#### [Entries shown]
━━━━━━━━━━━━━━━━━━━━━━━━━━━━━━
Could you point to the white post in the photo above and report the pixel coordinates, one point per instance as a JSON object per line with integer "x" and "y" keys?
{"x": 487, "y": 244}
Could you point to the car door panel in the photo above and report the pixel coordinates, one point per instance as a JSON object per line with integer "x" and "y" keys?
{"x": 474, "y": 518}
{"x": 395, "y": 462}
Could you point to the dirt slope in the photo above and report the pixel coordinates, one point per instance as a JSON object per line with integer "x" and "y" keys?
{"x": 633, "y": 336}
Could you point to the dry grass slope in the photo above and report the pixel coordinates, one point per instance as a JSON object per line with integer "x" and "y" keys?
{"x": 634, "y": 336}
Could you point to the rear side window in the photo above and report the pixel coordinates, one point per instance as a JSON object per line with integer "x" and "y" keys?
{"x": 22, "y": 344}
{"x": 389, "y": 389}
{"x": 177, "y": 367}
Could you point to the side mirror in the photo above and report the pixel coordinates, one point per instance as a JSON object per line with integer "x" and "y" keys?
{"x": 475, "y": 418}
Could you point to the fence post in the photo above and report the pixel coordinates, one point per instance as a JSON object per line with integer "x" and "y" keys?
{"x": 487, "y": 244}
━━━━━━━━━━━━━━━━━━━━━━━━━━━━━━
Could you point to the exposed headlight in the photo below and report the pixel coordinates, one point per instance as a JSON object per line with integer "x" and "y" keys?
━━━━━━━━━━━━━━━━━━━━━━━━━━━━━━
#### [Work required]
Pull out every line in the items above that contains the word "coordinates". Case counts, so only lines with a match in the same upper and lower case should be included.

#### [Written response]
Could you point to the white post in the photo above and report the pixel coordinates, one point per instance as a JSON object per line with integer "x" and "y" keys?
Could you point to the car door panel in the photo above and report the pixel coordinates, one point per instance as a JSON object per line with integer "x" and "y" keys?
Could you point to the dirt slope in the photo above and report the pixel coordinates, one point per instance as a JSON object per line with integer "x" and "y" keys?
Could you point to the dry grass slope in the photo above and report the pixel coordinates, one point per instance as a JSON object per line with integer "x" and "y" keys?
Could you point to the rear side window in the photo above and report the pixel coordinates, one point per instance as a JSON object per line with integer "x" and "y" keys?
Could you point to the side mirror in the photo above and report the pixel coordinates, one point per instance as a JSON object per line with integer "x" and "y" keys?
Could you point to the fence post in the photo above and report the pixel coordinates, one point per instance as a JSON object per line with integer "x" and "y" keys?
Could you point to the exposed headlight in the photo below and report the pixel coordinates, one point per instance as a JSON object per line with integer "x" and "y" keys?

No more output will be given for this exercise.